--- WORKING DATA ---
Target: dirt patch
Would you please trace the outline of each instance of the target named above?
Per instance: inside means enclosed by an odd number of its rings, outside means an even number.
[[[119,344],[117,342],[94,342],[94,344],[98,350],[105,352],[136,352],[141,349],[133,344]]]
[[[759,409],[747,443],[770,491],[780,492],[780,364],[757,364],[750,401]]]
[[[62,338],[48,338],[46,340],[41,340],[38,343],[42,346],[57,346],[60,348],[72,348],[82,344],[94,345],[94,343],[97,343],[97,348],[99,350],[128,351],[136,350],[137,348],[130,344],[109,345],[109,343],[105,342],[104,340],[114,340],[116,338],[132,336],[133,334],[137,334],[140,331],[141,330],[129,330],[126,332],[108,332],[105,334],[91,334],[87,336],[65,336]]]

--- TASK PROMPT ---
In full and word for word, restate the data.

--- OUTPUT OF THE TASK ---
Target: dirt patch
Would you please trace the outline of each instance of the target named above?
Per instance: inside means enclosed by an odd number of its rings, outside means an even number.
[[[119,344],[117,342],[94,342],[94,344],[98,350],[105,352],[136,352],[141,349],[133,344]]]
[[[759,409],[747,443],[770,491],[780,492],[780,364],[757,364],[750,401]]]
[[[62,338],[48,338],[46,340],[41,340],[38,343],[42,346],[57,346],[60,348],[72,348],[82,344],[94,345],[94,343],[97,343],[97,348],[99,350],[128,351],[136,350],[137,348],[130,344],[109,345],[109,343],[105,342],[104,340],[114,340],[116,338],[132,336],[133,334],[137,334],[140,331],[141,330],[129,330],[126,332],[108,332],[105,334],[91,334],[87,336],[65,336]]]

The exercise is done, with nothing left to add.